Start of RECORDS SHOWN

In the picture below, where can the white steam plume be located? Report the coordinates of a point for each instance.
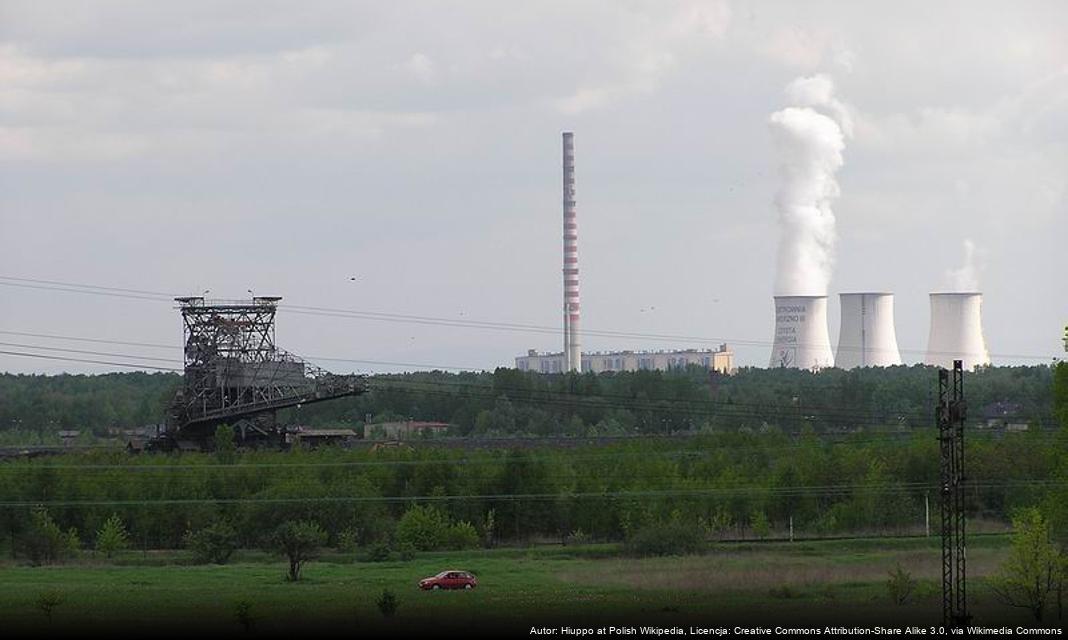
(810, 136)
(967, 278)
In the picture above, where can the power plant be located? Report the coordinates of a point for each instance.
(801, 340)
(866, 337)
(571, 359)
(572, 346)
(956, 330)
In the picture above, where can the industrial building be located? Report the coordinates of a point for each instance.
(720, 360)
(867, 337)
(801, 340)
(956, 330)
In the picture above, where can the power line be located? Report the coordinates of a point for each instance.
(816, 490)
(126, 364)
(421, 320)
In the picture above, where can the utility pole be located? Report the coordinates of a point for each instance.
(951, 415)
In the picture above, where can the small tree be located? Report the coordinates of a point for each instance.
(300, 542)
(214, 544)
(388, 603)
(1035, 567)
(423, 528)
(45, 542)
(47, 602)
(899, 586)
(112, 536)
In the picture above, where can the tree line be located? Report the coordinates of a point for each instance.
(724, 485)
(509, 402)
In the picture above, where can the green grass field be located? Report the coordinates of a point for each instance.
(815, 582)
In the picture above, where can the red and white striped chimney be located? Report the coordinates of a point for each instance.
(572, 349)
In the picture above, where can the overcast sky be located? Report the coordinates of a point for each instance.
(286, 147)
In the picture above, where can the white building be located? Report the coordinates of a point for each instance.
(720, 360)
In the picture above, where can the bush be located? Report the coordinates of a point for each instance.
(112, 536)
(461, 535)
(45, 542)
(388, 603)
(214, 544)
(348, 541)
(665, 539)
(759, 524)
(242, 611)
(899, 586)
(376, 552)
(577, 537)
(47, 602)
(300, 542)
(423, 528)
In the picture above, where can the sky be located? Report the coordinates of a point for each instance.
(404, 159)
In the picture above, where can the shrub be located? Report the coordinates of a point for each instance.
(300, 542)
(47, 602)
(112, 536)
(760, 526)
(665, 539)
(46, 543)
(214, 544)
(388, 603)
(376, 552)
(577, 537)
(461, 535)
(423, 527)
(348, 541)
(899, 586)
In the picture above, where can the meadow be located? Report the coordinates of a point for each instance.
(837, 582)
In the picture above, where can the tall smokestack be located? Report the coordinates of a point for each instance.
(572, 347)
(867, 337)
(801, 337)
(956, 331)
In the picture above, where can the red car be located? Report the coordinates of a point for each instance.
(450, 579)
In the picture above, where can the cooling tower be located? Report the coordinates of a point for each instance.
(957, 330)
(801, 338)
(867, 337)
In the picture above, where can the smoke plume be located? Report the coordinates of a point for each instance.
(966, 278)
(810, 137)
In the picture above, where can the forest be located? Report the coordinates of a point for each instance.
(508, 402)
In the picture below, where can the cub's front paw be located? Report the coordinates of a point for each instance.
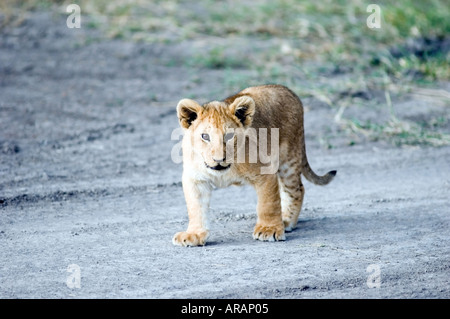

End of RECORDS SHOWN

WHAT IS NEEDED:
Output all of the data above verbatim, leaving out the pictures.

WRITTEN REPLY:
In the picture below, where can the white steam plume be located? Report the coordinates of a point for each instance.
(810, 136)
(967, 278)
In the picture above, where can the power plant be located? Report the coordinates of a point for each instance.
(801, 340)
(866, 337)
(571, 359)
(572, 346)
(956, 330)
In the picture above, where can the industrial building be located? Report the coordinates of a point for each instance.
(720, 360)
(867, 337)
(801, 340)
(956, 330)
In the picture above, where can the power line be located? Report the coordinates of a point for each instance.
(816, 490)
(126, 364)
(421, 320)
In the picture above, where can the utility pole be located? Report the coordinates of a point for each instance.
(951, 415)
In the picture above, where can the small tree be located? Report the coordinates of a point for each instance.
(300, 542)
(214, 544)
(388, 603)
(1035, 567)
(423, 528)
(45, 542)
(47, 602)
(899, 586)
(112, 536)
In the picture above, where can the tree line be located? Report the coordinates of a point for each instance.
(724, 485)
(509, 402)
In the picture above, where can the green grass field be located? Report the coordinates of a point for each instance.
(815, 582)
In the picture above, where can the red and white striped chimney be located? Report the coordinates of a point for each instance.
(572, 349)
In the picture above, where can the overcast sky be located? Report the coordinates of a point for each instance.
(286, 147)
In the picture above, where can the white building be located? Report the coordinates of a point for each instance.
(720, 360)
In the picture above, where can the bush be located? Report the coordinates of a point for each instance.
(112, 536)
(461, 535)
(45, 542)
(388, 603)
(214, 544)
(348, 541)
(665, 539)
(759, 524)
(242, 611)
(899, 586)
(376, 552)
(577, 537)
(47, 602)
(300, 542)
(423, 528)
In the picture above, where can the sky be located? Report the coordinates of a point for each instance.
(404, 159)
In the picture above, where can the shrub be located? Report the coordinates of a point for each instance.
(300, 542)
(47, 602)
(112, 536)
(760, 526)
(665, 539)
(46, 543)
(214, 544)
(388, 603)
(376, 552)
(577, 537)
(461, 535)
(423, 527)
(348, 541)
(899, 586)
In the picture above, where can the meadow be located? Report the coordinates of a point for each instance.
(837, 582)
In the picture above, where can the tall smokestack be located? Report the coordinates of a point for each instance.
(572, 347)
(867, 337)
(801, 337)
(956, 331)
In the picture above, where can the red car be located? Report the coordinates of a point for each instance.
(450, 579)
In the picture above, where can the cooling tower be located? Report the coordinates of a point for each instance.
(957, 330)
(801, 338)
(867, 337)
In the picture above, where can the smoke plume be located? Report the coordinates of a point for each instance.
(966, 278)
(810, 137)
In the picture above, where can the forest be located? Report the coordinates of a point for each instance.
(508, 402)
In the picture below, where can the cub's front paw be located? Report the coordinates of a point for each instance.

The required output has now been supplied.